- [EXERCISE]: Collect every line in the items below that contains the word "black".
--- Start MATERIAL FOR THIS EXERCISE ---
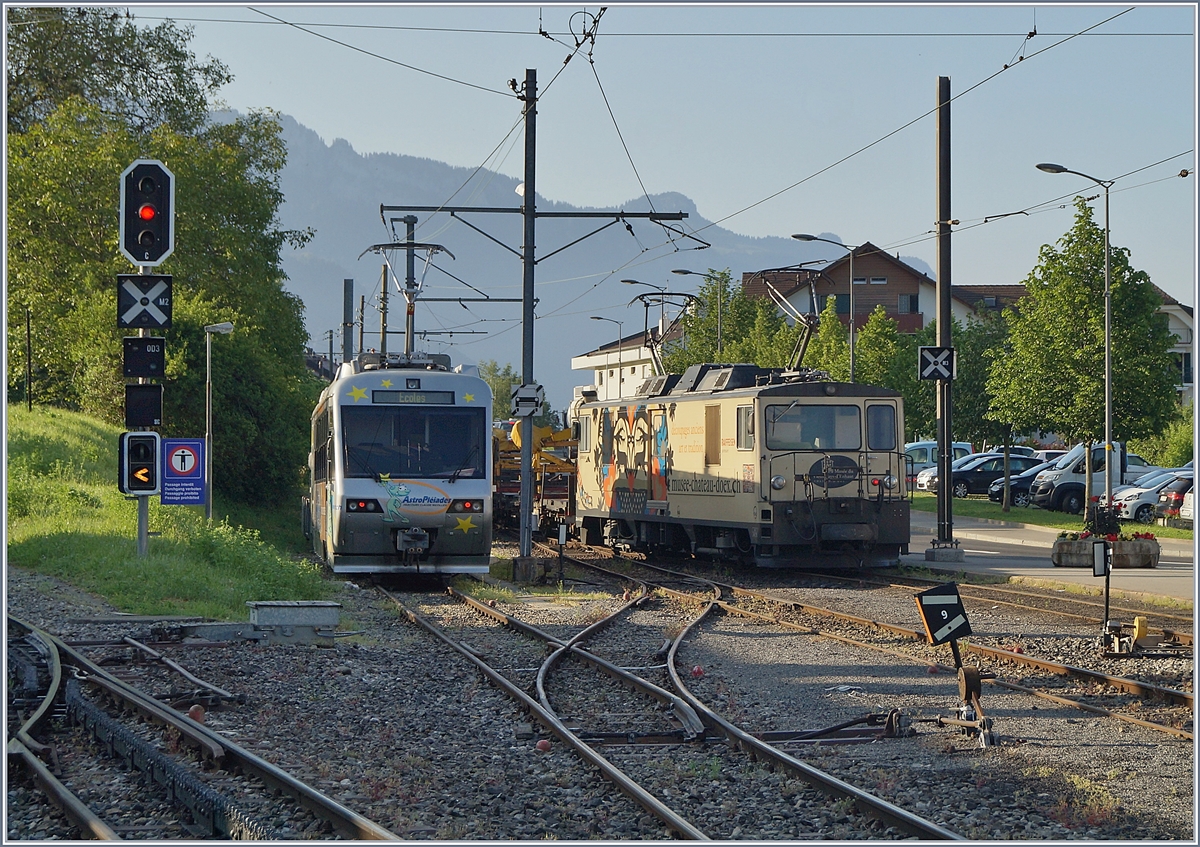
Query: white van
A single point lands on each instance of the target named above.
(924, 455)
--- End MATERIAL FOR THIS EXERCISE ---
--- Start MATERIAL FOR THIS EXERCISE ---
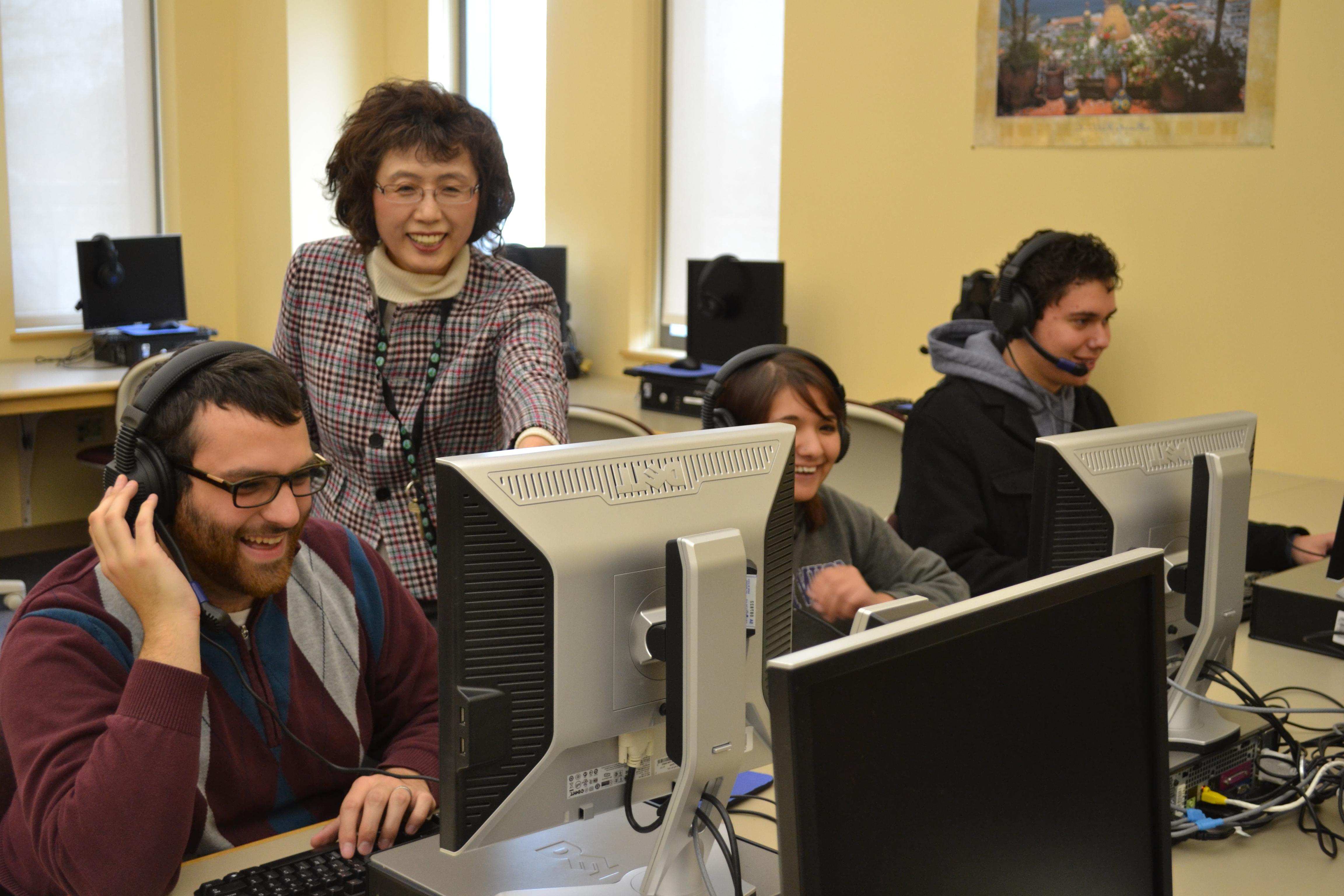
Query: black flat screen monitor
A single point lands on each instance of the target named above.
--- End MATERIAL FOR THIS EXERCISE ---
--- Start MATERIAL FOR THIS EXERCISE ---
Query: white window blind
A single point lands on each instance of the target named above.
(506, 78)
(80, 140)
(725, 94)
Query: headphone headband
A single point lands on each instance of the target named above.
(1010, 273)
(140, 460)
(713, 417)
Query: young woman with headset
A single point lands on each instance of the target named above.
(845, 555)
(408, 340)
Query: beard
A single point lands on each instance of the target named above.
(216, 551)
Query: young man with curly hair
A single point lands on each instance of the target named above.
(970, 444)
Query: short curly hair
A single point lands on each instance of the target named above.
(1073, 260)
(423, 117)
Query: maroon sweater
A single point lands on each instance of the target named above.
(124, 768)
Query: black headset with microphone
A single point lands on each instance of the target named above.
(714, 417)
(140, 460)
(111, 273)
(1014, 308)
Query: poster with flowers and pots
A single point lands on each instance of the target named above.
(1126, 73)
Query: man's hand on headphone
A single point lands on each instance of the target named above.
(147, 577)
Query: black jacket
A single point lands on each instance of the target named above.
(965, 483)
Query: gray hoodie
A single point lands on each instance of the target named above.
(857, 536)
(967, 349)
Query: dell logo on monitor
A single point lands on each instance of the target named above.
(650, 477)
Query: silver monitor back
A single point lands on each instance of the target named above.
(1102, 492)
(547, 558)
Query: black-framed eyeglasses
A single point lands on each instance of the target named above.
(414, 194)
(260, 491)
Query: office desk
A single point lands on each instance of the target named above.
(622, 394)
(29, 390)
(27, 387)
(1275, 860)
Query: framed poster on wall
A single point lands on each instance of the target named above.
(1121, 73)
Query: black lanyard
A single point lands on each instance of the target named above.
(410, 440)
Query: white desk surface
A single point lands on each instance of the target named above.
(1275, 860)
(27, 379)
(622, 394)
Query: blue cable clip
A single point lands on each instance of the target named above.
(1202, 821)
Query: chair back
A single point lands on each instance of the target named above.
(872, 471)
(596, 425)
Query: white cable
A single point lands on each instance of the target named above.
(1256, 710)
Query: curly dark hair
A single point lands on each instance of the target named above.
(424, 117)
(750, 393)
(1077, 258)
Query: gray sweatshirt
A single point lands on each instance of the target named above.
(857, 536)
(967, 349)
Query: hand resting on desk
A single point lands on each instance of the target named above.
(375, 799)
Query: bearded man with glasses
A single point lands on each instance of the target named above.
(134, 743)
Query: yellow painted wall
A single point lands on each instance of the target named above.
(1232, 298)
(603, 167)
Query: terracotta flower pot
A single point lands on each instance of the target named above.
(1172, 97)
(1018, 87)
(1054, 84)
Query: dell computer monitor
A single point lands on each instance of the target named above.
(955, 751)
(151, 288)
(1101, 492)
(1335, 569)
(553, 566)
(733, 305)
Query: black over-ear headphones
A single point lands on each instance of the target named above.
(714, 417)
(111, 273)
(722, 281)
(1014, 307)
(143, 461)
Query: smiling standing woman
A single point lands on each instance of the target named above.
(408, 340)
--- End MATERIAL FOR THIS EXERCISE ---
- [COMPLETE RESPONSE]:
Query: black flat screen monitor
Query: black headset with microphone
Query: black jacket
Query: black-framed eyeglasses
Query: black lanyard
Query: black over-ear headphones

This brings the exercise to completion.